***** Bacaan *****
3 Alasan Kenapa Tokopedia, Bukalapak, dan Startup Lainnya Kerap "Bakar Duit" Investor
Smallest Font
Largest Font
Onlenpedia.com | Entah kenapa, budaya ‘bakar duit’ investor kian marak di kalangan startup Indonesia, terutama startup-startup besar. Kira-kira apa alasan mereka melakukan itu?
Dibalik kebiasaan ‘bakar duit’ tersebut, sebenarnya ada alasan yang kuat kenapa startup-startup di Indonesia melakukan ‘langkah ekstrim’ tersebut. Dan di sini akan dirangkum 3 alasan kenapa startup-startup seperti Tokopedia, Bukalapak, dan lainnya kerap ‘bakar duit’ investor.
Lantas, apa saja alasan dibalik ‘fenomena’ tersebut?
1. Membangun ‘aset’ (jangka panjang), bukan sekedar laba (jangka pendek)
Istilah ‘bakar duit’ investor ditujukan kepada startup yang membelanjakan uang investor untuk keperluan pengembangan startup — tanpa peduli pada omset ataupun laba. Jadi fokus mereka adalah membangun ‘aset’ untuk jangka panjang — agar valuasi startup meningkat dari waktu ke waktu. Dan tentunya tidak menutup kemungkinan akan meraup laba yang besar di kemudian hari.
Bukti dari meningkatkan nilai aset (valuasi) ini bisa dilihat pada GO-Jek, Tokopedia, dan Traveloka. Saat ini ketiga startup tersebut sudah menyandang status unicorn. Unicorn sendiri merupakan ‘gelar’ yang diberikan kepada startup dengan valuasi sebesar 1 milliar dolar (13 triliun rupiah). Dan baru Tokopedia, GO-Jek, dan Traveloka yang menjadi startup lokal penyandang ‘gelar’ tersebut.
2. Persaingan yang terlampau ketat, memungkinkan promosi harus gencar
Alasan ‘bakar duit’ selanjutnya adalah karena persaingan yang benar-benar ketat di ranah startup Indonesia. Saat itulah startup-startup besar berlomba-lomba untuk mengakuisisi pengguna sebanyak-banyaknya.
Adapun langkah-langkah yang mereka lakukan (dalam mengakuisisi pengguna) adalah dengan melakukan berbagai macam promosi, bisa di televisi, ataupun beriklan di Google Adwords dan Facebook Ads. Selain promosi yang gencar, startup-startup besar juga kerap menghadirkan promo diskon, cash back, gratis ongkir, promo beli 3 gratis 1, dan program-program lainnya. Dan kesemua promo maupun program tersebut memerlukan banyak uang yang harus ‘dibakar’.
*****
Latihan Soal -
1 - Menurut artikel tentang kebiasaan "bakar duit" startup, startup lokal mana saja yang sudah menyandang status unicorn?
2 - Lanjutkan artikel tentang kebiasaan "bakar duit" startup mulai dari bagian akhirnya.
***** Data Mentah *****
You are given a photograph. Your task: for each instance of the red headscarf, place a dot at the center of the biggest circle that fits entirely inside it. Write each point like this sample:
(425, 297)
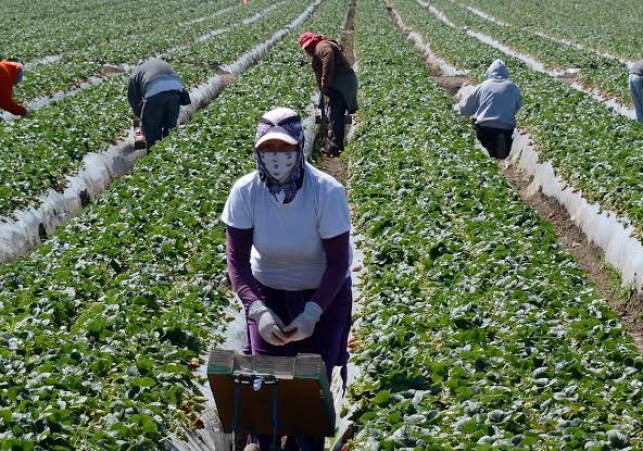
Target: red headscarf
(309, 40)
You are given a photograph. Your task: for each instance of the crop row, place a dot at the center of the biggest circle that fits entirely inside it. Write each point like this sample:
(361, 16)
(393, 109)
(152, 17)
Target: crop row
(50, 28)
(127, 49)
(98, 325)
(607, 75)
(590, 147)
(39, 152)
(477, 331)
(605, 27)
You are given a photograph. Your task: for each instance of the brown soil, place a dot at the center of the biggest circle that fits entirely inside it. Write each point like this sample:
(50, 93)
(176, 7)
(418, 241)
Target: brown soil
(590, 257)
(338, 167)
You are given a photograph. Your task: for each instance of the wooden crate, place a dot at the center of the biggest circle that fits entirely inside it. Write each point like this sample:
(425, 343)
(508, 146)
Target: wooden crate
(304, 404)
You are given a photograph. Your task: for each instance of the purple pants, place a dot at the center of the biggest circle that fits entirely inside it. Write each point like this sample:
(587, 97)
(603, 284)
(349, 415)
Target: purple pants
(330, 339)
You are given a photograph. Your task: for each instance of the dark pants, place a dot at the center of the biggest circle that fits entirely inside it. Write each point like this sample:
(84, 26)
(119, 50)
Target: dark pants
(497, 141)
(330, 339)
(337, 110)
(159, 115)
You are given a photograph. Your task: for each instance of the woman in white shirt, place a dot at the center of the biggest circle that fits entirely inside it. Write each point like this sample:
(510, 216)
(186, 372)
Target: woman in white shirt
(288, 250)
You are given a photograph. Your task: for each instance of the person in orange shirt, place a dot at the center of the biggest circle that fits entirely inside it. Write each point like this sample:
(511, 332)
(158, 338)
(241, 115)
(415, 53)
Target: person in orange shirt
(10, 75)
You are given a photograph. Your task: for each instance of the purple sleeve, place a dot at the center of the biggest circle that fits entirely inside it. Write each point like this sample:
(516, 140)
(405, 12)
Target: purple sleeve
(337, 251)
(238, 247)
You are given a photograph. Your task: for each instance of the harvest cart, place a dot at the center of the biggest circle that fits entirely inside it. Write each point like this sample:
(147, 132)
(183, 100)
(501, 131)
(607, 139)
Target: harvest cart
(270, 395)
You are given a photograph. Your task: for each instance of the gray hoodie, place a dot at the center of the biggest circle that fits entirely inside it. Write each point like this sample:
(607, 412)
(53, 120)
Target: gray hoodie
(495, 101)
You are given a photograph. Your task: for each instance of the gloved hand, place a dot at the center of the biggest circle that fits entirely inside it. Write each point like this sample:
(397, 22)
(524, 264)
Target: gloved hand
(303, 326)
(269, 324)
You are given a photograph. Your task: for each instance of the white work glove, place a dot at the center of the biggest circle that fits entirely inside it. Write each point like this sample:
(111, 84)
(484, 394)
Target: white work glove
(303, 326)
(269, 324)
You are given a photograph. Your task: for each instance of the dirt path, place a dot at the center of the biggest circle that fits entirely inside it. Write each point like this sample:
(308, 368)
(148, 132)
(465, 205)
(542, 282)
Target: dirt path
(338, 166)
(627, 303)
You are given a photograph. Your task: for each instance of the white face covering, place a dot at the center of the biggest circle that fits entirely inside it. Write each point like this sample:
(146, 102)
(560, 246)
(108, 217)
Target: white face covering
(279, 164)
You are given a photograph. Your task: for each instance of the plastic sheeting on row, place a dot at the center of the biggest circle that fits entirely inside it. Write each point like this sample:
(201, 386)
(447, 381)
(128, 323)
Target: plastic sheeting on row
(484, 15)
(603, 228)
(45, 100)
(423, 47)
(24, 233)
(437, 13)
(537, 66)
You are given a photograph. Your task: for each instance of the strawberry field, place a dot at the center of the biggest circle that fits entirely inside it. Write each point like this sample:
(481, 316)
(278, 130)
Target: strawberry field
*****
Hasil Latihan -
1 - GO-Jek, Tokopedia, dan Traveloka.

2 -
3. Mengutamakan peningkatan jumlah pengguna ketimbang ‘omset’
Pola pikir founder startup berbeda jauh dengan pengusaha konvensional. Kalau pengusaha konvensional lebih mengutamakan omset dan laba, maka para founder startup lebih mengutamakan peningkatan jumlah pengguna (akuisisi pengguna) — ketimbang omset ataupun laba. Mereka pun siap rugi beberapa tahun, demi menggapai keuntungan besar di kemudian hari.
Adapun startup yang ‘bakar duit’ untuk meningkatkan jumlah pengguna sebenarnya terinspirasi dari langkah yang dilakukan Google dan Facebook (di awal berdiri). Google dan Facebook di awal pendirian dan pengembangannya selalu mengalami kerugian tahunan dalam kurun waktu 8-10 tahun. Namun setelah mereka ‘mencapai tujuan utama’ yakni peningkatan jumlah pengguna (skala besar), kini laba yang mereka hasilkan jauh lebih besar dari total kerugian mereka. Selain laba yang terus membesar, nilai jual (valuasi) perusahaan pun turut meningkat pesat. Dan hal itulah yang coba dicontoh startup-startup di Indonesia — yakni ‘siap mengalami kerugian di awal, dengan tujuan menghasilkan keuntungan berkali-kali lipat di kemudian hari’.
Baca juga:
Fenomena ‘bakar duit’ investor tengah menjadi ‘tren’ di kalangan startup-startup di Indonesia. Namun, semua hal itu memiliki tujuan besar yang tak bisa dipahami oleh orang awam — ataupun pengusaha konvensional. Jadi, jangan samakan pola pikir founder startup dengan pengusaha konvensional — karena jalan pikiran mereka jauh berbeda.
Bagaimana tanggapan anda?
Editors Team
admin
Author
What's Your Reaction?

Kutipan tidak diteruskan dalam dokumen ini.